| Data |
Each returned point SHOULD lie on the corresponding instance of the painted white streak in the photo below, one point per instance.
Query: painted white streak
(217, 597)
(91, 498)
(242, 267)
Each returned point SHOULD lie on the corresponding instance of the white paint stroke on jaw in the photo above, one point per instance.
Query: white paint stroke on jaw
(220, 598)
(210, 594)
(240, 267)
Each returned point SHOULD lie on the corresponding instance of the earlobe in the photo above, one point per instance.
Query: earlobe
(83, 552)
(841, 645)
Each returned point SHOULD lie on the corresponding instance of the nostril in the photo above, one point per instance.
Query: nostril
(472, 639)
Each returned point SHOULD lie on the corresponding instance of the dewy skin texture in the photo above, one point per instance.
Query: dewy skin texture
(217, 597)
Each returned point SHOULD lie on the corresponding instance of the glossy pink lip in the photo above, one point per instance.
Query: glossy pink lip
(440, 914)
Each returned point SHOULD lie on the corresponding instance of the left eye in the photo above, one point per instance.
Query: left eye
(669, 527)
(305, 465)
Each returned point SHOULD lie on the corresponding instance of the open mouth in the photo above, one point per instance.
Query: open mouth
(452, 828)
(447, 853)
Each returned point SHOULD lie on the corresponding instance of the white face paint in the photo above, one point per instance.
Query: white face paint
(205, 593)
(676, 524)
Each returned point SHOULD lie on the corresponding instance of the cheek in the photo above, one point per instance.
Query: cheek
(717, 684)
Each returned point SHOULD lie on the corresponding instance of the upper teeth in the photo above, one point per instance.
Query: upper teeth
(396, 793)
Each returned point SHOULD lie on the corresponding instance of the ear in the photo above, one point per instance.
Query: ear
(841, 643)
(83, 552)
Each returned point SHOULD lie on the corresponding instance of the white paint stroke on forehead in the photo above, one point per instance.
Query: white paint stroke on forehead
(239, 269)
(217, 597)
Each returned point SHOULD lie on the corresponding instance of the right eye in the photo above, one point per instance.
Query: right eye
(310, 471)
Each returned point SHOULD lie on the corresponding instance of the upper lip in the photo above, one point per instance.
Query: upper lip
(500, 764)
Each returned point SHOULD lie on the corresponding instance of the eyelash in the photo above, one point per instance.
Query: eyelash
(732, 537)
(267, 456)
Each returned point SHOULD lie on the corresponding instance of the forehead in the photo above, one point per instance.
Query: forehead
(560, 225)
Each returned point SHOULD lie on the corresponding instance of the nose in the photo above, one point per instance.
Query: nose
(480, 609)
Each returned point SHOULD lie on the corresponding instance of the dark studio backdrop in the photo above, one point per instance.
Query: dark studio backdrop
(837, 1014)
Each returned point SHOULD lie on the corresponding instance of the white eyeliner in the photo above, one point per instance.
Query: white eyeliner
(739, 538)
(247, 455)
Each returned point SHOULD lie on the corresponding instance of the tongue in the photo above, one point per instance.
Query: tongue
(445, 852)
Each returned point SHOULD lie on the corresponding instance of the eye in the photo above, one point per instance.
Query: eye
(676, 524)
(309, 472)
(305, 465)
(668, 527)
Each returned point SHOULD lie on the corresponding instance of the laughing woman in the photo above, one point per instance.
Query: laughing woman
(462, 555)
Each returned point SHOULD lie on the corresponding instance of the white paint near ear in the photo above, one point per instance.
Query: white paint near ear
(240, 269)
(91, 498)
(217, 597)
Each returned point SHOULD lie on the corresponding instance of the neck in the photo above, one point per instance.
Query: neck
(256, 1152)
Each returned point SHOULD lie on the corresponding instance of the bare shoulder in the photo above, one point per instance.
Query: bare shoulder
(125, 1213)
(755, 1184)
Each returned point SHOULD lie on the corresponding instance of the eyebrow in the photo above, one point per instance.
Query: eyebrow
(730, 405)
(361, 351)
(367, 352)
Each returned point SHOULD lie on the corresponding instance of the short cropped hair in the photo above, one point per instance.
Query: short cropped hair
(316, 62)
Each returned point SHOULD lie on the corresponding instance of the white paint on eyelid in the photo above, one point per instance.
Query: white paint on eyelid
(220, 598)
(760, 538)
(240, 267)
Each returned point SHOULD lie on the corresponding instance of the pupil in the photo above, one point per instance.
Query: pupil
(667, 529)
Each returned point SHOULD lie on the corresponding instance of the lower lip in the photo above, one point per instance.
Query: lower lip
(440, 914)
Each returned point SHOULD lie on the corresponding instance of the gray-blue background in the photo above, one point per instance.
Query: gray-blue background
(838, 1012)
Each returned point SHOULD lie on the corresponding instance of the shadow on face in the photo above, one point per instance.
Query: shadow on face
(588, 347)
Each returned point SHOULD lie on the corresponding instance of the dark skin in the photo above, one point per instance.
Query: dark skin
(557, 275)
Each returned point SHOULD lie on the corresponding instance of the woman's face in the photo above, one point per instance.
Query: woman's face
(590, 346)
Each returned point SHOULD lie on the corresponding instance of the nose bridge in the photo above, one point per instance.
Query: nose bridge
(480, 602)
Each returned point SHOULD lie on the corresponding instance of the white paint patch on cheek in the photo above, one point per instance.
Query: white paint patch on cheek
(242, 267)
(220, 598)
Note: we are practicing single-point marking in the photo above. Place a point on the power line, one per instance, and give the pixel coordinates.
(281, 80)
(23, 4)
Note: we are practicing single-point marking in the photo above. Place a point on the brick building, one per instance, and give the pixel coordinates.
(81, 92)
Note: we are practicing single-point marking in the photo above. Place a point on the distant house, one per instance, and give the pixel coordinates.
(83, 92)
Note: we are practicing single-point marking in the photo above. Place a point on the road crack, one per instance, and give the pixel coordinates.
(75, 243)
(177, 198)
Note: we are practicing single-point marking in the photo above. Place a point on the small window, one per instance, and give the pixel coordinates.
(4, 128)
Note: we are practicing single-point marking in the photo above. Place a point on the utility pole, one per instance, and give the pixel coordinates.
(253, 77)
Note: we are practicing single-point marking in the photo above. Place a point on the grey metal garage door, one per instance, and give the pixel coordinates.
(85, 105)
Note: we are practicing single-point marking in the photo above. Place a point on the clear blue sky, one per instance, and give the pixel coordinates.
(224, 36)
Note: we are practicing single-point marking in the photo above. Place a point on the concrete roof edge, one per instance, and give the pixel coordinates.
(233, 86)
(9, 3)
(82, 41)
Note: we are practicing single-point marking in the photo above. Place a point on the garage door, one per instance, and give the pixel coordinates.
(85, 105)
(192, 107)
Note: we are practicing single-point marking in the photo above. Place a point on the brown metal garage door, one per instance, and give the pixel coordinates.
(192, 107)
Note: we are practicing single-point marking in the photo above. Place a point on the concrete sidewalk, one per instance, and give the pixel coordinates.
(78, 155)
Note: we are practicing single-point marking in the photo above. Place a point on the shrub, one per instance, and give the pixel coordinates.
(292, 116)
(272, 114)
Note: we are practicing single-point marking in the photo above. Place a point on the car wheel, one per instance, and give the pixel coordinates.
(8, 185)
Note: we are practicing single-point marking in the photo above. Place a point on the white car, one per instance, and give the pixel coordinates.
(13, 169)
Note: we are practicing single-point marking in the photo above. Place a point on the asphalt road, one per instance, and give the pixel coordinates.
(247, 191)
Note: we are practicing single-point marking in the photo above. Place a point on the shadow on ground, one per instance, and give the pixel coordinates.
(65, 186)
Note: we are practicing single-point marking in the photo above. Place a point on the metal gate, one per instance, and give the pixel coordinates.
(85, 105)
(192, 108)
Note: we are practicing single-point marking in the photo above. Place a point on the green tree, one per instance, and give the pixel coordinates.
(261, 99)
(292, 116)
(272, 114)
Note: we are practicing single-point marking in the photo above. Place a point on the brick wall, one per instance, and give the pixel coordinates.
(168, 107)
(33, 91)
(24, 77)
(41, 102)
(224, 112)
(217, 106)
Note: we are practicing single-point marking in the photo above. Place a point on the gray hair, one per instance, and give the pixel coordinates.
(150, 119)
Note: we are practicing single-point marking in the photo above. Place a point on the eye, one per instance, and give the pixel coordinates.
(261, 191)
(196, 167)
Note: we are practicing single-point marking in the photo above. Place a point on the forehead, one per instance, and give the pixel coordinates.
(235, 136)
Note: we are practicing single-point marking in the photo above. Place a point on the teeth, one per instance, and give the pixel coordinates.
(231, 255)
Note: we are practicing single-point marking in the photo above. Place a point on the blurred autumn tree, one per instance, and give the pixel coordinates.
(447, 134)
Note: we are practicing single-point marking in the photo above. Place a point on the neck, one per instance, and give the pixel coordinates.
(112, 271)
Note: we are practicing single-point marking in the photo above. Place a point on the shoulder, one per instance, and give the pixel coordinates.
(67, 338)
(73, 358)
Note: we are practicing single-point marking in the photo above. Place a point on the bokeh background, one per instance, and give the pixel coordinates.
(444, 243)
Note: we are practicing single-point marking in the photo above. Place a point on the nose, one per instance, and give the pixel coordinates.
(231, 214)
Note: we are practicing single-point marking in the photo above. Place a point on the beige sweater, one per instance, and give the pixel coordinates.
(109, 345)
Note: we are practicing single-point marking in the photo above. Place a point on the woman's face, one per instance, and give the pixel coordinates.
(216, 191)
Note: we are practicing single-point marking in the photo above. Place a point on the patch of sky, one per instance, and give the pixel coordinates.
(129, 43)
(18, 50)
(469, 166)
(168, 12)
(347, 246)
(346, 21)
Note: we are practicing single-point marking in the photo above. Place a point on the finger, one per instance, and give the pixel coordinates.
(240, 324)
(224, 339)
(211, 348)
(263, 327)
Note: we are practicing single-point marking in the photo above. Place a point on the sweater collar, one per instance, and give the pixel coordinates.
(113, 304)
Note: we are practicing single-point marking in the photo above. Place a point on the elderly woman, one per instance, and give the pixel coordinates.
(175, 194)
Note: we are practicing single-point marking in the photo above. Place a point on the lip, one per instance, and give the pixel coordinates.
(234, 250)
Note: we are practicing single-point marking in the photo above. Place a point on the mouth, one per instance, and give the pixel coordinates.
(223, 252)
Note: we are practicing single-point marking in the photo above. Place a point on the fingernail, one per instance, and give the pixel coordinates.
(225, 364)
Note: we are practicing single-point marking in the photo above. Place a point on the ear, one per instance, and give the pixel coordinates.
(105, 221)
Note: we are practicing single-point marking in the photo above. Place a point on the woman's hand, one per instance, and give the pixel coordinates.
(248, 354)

| Work request |
Please repeat word for word the lines above that run from the beginning through the line containing "of the nostril", keeping both the first and that last line.

| Answer space |
Each returned point SHOULD lie on the corresponding instance of the painted white streak in the photo below, one point per instance.
Query: painted white streak
(217, 597)
(91, 498)
(242, 267)
Each returned point SHOULD lie on the corresponding instance of the white paint stroke on jaw in the photo above, one point per instance.
Query: white paint stroke on jaw
(220, 598)
(210, 594)
(240, 267)
Each returned point SHOULD lie on the corresponding instance of the earlobe in the photo above, one point per instance.
Query: earlobe
(83, 552)
(841, 645)
Each returned point SHOULD lie on the corresponding instance of the nostril in the photo above, one point per instance.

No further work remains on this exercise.